• Task requirements: Copy each of the records below line for line, keeping every character unchanged.

• Data supplied:

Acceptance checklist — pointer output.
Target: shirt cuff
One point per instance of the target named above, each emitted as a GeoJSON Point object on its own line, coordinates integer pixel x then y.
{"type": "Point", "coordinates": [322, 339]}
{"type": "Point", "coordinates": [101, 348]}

• Solution for this task:
Acceptance checklist — pointer output.
Target: shirt cuff
One point per instance of the target named above, each emitted as a GeoJSON Point object on its own line, coordinates integer pixel x then y.
{"type": "Point", "coordinates": [322, 339]}
{"type": "Point", "coordinates": [101, 348]}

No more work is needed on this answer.